• Given request:
Will you output the entries below exactly, skipping every image they contain?

* Begin Task material *

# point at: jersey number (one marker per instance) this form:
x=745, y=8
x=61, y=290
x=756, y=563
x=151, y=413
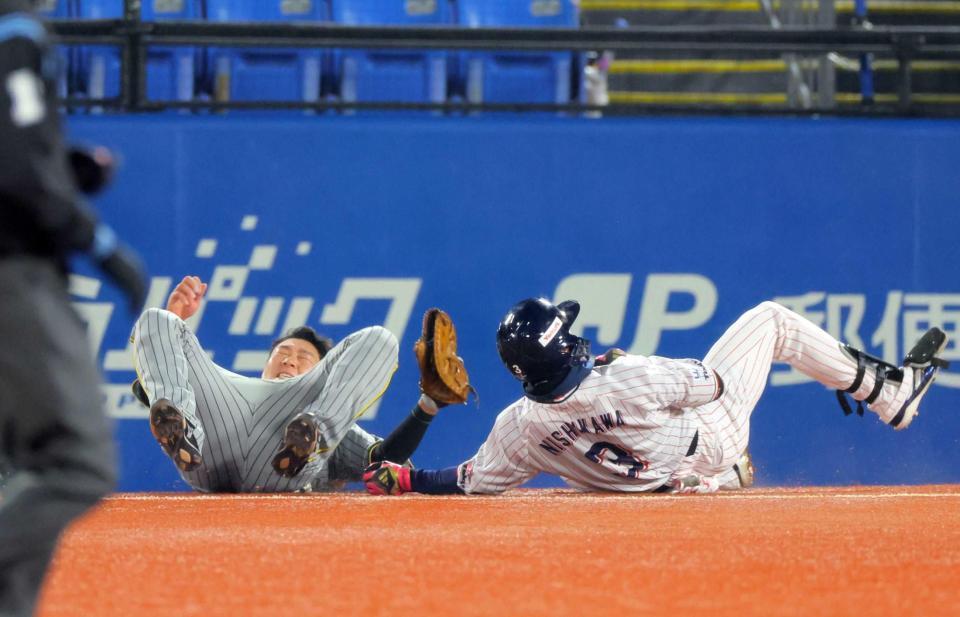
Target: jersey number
x=610, y=454
x=26, y=97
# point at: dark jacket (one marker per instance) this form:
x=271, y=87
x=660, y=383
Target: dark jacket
x=41, y=213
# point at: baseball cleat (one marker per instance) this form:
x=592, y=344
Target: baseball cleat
x=921, y=365
x=299, y=442
x=175, y=435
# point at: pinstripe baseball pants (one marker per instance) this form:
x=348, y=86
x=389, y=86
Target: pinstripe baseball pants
x=743, y=357
x=240, y=420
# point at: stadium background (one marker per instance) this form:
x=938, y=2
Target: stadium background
x=473, y=214
x=666, y=228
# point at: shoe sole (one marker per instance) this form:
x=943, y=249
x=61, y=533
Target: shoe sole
x=745, y=470
x=935, y=340
x=299, y=443
x=911, y=408
x=168, y=427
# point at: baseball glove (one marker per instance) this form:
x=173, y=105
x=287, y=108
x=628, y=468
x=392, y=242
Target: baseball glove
x=443, y=377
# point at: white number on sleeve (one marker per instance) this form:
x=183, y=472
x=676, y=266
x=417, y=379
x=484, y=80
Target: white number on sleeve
x=26, y=96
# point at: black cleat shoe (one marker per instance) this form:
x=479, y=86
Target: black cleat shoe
x=299, y=444
x=175, y=435
x=920, y=367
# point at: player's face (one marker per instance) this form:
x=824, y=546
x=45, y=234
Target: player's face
x=290, y=358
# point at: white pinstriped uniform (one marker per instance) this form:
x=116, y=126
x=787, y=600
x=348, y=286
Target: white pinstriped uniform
x=240, y=421
x=631, y=424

* End Task material *

• Solved exercise:
# point at: jersey number (one marker per instance) this form:
x=745, y=8
x=61, y=290
x=756, y=563
x=151, y=413
Target: jersey number
x=610, y=454
x=26, y=97
# point at: dark jacket (one marker per instance) this form:
x=271, y=87
x=660, y=383
Target: dark jacket
x=41, y=213
# point at: baseball cleat (one marker per instance) this form:
x=592, y=344
Target: baseball cleat
x=921, y=365
x=299, y=442
x=175, y=435
# point at: pinstripe baseball pants (one marker per instance) this form:
x=348, y=86
x=389, y=86
Target: pinstripe baseball pants
x=743, y=357
x=240, y=420
# point at: stadium background (one marker per instance) this form:
x=938, y=2
Target: stadium background
x=473, y=214
x=666, y=228
# point at: shoe sole (one marker per instance) this form:
x=943, y=249
x=61, y=533
Target: shoe sole
x=745, y=470
x=935, y=340
x=299, y=443
x=911, y=408
x=168, y=427
# point at: baseball glove (one marker per instance) this form:
x=173, y=105
x=287, y=108
x=628, y=468
x=392, y=242
Target: baseball glove
x=443, y=377
# point at: white number on sleeve (one marker per instance) this form:
x=183, y=472
x=676, y=266
x=417, y=379
x=484, y=80
Target: white number on sleeve
x=26, y=96
# point at: black cleat shoe (one marker per instance) this form:
x=479, y=86
Target: black cleat shoe
x=299, y=444
x=175, y=435
x=920, y=367
# point at: player's face (one marker per instance) this form:
x=824, y=546
x=45, y=234
Target: player's face
x=290, y=358
# point at: white pinstriped uniform (one marker per instance) this form:
x=116, y=126
x=787, y=600
x=348, y=286
Target: white pinstriped uniform
x=240, y=421
x=631, y=424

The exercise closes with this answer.